[start of Data extract]

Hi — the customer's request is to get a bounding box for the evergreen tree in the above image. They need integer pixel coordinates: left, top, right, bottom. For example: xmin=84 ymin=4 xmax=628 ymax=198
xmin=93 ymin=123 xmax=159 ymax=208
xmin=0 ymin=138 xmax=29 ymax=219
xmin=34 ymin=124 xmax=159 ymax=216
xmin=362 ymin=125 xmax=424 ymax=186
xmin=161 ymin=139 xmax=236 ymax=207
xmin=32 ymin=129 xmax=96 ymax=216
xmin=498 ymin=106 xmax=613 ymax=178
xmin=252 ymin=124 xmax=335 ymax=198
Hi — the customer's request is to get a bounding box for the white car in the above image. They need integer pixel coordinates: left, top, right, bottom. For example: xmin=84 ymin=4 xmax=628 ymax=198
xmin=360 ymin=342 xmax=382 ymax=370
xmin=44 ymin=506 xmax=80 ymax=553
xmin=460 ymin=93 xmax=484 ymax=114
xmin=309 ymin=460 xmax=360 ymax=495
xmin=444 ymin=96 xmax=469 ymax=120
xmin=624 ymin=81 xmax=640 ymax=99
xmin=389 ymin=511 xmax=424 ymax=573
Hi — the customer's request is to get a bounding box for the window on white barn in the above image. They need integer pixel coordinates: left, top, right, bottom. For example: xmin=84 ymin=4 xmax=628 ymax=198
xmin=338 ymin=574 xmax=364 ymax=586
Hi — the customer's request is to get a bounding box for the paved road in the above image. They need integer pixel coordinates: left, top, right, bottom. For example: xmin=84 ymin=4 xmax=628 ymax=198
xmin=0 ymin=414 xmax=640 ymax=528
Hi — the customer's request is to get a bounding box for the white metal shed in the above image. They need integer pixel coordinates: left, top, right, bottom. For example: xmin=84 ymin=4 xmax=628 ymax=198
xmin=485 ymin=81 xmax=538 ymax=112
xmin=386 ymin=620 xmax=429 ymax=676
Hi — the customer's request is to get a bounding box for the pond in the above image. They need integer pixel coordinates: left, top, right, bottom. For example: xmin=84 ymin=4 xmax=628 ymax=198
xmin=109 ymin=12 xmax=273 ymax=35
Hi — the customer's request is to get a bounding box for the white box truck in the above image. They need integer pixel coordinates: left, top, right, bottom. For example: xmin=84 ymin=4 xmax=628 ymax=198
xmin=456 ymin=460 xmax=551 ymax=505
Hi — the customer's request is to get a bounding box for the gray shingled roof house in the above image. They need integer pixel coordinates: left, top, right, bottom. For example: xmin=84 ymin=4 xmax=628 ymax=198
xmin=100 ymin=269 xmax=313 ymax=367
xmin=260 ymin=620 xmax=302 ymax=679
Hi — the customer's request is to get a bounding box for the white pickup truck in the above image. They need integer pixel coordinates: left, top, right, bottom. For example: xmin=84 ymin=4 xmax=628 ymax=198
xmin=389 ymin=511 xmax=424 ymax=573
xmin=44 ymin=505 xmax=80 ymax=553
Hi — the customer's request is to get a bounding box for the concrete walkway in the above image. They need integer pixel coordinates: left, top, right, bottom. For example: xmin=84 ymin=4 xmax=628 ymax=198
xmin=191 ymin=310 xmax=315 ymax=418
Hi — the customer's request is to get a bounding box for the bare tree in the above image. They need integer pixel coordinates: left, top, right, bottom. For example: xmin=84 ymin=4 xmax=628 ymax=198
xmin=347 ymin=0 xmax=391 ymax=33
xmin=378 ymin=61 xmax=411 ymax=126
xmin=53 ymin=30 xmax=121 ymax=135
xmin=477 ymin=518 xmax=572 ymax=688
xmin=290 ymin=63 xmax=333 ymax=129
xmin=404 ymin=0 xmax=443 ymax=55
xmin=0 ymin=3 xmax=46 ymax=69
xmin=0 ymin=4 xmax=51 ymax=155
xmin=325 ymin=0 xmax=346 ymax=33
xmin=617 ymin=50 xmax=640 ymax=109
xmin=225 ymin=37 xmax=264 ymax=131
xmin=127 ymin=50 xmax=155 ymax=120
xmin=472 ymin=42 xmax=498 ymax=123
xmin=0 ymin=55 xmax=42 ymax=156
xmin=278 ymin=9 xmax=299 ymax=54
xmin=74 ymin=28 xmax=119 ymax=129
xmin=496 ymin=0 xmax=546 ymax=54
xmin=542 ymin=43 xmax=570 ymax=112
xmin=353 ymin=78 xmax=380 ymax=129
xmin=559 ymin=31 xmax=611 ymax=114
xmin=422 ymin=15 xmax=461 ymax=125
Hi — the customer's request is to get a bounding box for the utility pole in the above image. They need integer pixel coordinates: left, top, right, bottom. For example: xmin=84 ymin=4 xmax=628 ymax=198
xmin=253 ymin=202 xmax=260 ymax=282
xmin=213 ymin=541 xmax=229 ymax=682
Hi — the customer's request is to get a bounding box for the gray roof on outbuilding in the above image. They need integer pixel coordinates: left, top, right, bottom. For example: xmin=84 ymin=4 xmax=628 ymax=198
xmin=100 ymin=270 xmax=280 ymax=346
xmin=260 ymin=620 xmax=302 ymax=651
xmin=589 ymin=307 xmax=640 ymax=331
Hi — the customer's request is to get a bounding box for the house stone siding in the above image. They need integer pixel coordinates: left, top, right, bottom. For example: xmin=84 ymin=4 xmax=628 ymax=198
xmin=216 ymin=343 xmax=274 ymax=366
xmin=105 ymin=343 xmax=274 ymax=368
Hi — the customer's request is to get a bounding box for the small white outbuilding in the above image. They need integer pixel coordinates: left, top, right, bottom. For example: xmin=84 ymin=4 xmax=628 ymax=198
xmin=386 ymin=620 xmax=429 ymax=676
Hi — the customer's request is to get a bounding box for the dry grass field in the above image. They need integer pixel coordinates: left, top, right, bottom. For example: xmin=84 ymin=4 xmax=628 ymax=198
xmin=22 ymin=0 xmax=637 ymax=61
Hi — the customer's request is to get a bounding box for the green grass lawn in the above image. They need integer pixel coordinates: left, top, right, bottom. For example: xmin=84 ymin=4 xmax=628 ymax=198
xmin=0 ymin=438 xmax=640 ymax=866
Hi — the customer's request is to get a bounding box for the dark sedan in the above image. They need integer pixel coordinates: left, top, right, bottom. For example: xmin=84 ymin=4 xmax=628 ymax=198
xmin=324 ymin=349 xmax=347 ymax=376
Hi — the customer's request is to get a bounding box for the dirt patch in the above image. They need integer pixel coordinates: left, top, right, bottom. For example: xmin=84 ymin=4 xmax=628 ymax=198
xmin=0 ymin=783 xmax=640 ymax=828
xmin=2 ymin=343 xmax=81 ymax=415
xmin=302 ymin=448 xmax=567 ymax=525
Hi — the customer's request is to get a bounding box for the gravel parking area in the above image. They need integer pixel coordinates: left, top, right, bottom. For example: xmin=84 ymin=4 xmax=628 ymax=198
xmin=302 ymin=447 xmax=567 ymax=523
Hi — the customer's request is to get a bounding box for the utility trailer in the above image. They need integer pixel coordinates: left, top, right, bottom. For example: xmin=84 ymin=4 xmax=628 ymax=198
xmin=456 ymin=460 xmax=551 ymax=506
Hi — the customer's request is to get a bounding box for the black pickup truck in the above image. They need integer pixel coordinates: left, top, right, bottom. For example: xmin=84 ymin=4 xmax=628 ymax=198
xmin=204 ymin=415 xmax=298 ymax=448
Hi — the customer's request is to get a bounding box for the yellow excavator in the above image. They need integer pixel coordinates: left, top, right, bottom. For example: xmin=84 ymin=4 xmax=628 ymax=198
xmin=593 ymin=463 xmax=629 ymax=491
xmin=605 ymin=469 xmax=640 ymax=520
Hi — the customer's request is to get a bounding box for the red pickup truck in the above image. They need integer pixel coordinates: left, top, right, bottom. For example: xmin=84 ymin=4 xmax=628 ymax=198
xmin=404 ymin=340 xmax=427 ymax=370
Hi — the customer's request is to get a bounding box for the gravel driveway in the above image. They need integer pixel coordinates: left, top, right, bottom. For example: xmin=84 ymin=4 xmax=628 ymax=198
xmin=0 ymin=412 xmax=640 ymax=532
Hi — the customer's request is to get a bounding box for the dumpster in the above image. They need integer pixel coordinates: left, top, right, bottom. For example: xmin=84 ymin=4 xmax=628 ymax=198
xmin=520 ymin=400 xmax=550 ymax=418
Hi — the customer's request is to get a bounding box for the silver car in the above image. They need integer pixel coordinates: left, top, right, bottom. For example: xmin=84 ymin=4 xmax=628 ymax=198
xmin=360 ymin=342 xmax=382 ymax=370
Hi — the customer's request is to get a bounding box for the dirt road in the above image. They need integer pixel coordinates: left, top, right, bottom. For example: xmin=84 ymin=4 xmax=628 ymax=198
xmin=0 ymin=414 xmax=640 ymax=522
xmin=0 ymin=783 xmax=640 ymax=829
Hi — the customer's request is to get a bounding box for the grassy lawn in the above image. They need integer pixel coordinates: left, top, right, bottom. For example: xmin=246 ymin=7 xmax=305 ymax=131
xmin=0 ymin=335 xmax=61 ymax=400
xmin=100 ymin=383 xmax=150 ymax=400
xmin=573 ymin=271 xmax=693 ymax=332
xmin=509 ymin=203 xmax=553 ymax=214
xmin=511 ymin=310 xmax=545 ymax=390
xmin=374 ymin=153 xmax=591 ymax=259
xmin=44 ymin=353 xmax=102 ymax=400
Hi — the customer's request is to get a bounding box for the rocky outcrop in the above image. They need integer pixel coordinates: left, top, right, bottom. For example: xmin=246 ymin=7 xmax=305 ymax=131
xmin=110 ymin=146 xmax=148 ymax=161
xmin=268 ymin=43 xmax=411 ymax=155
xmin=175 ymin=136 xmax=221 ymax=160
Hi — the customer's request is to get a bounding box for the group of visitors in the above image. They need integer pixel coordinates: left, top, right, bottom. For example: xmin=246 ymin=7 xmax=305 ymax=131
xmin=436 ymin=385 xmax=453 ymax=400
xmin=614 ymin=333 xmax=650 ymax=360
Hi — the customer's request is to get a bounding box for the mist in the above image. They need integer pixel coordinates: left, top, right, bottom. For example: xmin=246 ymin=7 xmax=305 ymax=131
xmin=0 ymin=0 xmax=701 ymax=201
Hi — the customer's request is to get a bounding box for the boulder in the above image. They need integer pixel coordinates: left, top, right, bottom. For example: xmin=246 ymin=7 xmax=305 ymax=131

[end of Data extract]

▸ Short task
Copy out the part of the data above that opens with the line containing "the white metal" and closes with the line containing "xmin=260 ymin=620 xmax=302 ymax=679", reproducing each line verbatim.

▸ Task answer
Hi — the customer's request is to get a bounding box for the white metal shed in the above image. They need integer pixel coordinates: left, top, right, bottom. For example: xmin=84 ymin=4 xmax=628 ymax=198
xmin=485 ymin=81 xmax=538 ymax=112
xmin=386 ymin=620 xmax=429 ymax=676
Hi — the customer's request is to get a bounding box for the pond in the above image. They need integer pixel coordinates: left, top, right, bottom. For example: xmin=84 ymin=4 xmax=628 ymax=198
xmin=109 ymin=12 xmax=273 ymax=35
Hi — the customer's request is to get a bounding box for the white box truck in the above image. They need integer pixel coordinates: left, top, right, bottom. For example: xmin=84 ymin=4 xmax=628 ymax=198
xmin=456 ymin=460 xmax=551 ymax=505
Hi — the customer's request is to get a bounding box for the gray shingled roof house in the above image. They need integer pixel coordinates: left, top, right, bottom. For example: xmin=84 ymin=4 xmax=628 ymax=198
xmin=100 ymin=269 xmax=313 ymax=367
xmin=260 ymin=620 xmax=302 ymax=679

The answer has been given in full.